- [Text extract]:
+===+
Andy Ross Yeah, I think you're right about not needing the sched_lock/unlock.

Instead of tracking "cur" as well, this is even cleaner:

uint32_t k_cycle_get_32(void)
{
        uint32_t accum[2], count;

        accum[0] = accumulated_cycle_count;
        for (;;) {
                count = timer0_count_register_get();
                accum[1] = accumulated_cycle_count;

                if (accum[0] == accum[1]) {
                        return accum[0] + count;
                }
                accum[0] = accum[1];
        }
}

nashif commented 7 years ago

by Sergey Arkhipov:

Benjamin Walsh Well, in our code I tried to make a workaround to beat non-monotonous timer behavior for users of k_cycle_get_32() function. I had to do something with deltas of about 2^32 magnitude:

t0 = k_cycle_get_32();

/* Some code */
…

t1 = k_cycle_get_32();

/* Now calculate the performance metrics for the code */

if (t1 >= t0) {
    diff = t1 - t0;
} else {
    /* Fix 32-bit timer overflow */
    diff = ULONG_MAX - t0 + t1;
    /* Perform workaround against bug in k_cycle_get_32() */
    if (diff >= (ULONG_MAX - sys_clock_hw_cycles_per_tick)) {
        diff = t0 - t1;
    }
}

And the diff value was floating, especially for the case when non-monotonous timer issue occurred. Probably this is for the cases when another task or/and some lengthy ISR running preempts current task for the period of more than one system tick. I believe this is more a conceptual issue. One would expect for the function like k_cycle_get_32() to be atomic in a sense that it returns underlying timer value AT THE TIME it gets called. But it is not the case as it can be pre-empted inside by ISR or another task which could be quite lengthy and non-monotonous timer issue makes things even worse. By the time k_cycle_get_32() returns it could be much water has flowed under the bridge.

nashif commented 7 years ago

by Benjamin Walsh:

Sergey Arkhipov

"One would expect for the function like k_cycle_get_32() to be atomic in a sense that it returns underlying timer value AT THE TIME it gets called."
+===+
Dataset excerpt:
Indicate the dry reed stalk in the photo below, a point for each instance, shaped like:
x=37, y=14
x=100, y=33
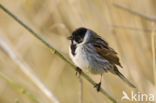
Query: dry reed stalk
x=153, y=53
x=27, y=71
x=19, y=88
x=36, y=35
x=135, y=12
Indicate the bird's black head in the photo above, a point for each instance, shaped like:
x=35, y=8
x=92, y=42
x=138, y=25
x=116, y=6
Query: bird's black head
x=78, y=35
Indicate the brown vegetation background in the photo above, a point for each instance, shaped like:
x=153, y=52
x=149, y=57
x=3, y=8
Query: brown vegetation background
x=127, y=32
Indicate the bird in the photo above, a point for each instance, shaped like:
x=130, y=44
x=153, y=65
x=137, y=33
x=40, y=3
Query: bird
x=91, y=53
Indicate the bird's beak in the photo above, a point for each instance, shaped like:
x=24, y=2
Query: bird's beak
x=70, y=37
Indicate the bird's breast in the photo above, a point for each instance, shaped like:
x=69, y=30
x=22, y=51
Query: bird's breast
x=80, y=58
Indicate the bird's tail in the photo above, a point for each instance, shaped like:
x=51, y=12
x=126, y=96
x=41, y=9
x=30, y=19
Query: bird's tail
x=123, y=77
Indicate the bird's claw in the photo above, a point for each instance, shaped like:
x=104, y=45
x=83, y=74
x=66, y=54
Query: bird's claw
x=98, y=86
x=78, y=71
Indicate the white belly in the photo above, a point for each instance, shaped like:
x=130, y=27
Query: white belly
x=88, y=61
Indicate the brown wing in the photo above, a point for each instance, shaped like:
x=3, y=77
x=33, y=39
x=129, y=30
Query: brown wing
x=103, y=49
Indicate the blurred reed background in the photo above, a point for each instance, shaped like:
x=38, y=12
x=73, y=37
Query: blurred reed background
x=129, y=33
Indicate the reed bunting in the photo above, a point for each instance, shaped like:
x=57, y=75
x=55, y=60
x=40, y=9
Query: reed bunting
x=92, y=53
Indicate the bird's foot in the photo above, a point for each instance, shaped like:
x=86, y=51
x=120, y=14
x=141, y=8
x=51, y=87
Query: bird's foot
+===+
- [Problem set]:
1 – Print the part of the forum thread on k_cycle_get_32() that begins at the words "And the diff" and stops after the words "under the bridge.", copied without any change.
2 – Arrange the lines of the records from the line that contains "Indicate the bird's tail" through the line that contains "x=123, y=77" as a Markdown table with the columns Row and Line. Put a row number in Row and each line in Line, and leave out blank lines.

- [Problem solutions]:
1 –
And the diff value was floating, especially for the case when non-monotonous timer issue occurred. Probably this is for the cases when another task or/and some lengthy ISR running preempts current task for the period of more than one system tick. I believe this is more a conceptual issue. One would expect for the function like k_cycle_get_32() to be atomic in a sense that it returns underlying timer value AT THE TIME it gets called. But it is not the case as it can be pre-empted inside by ISR or another task which could be quite lengthy and non-monotonous timer issue makes things even worse. By the time k_cycle_get_32() returns it could be much water has flowed under the bridge.

2 –
| Row | Line |
|---|---|
| 1 | Indicate the bird's tail in the photo above, a point for each instance, shaped like: |
| 2 | x=51, y=12 |
| 3 | x=126, y=96 |
| 4 | x=41, y=9 |
| 5 | x=30, y=19 |
| 6 | Query: bird's tail |
| 7 | x=123, y=77 |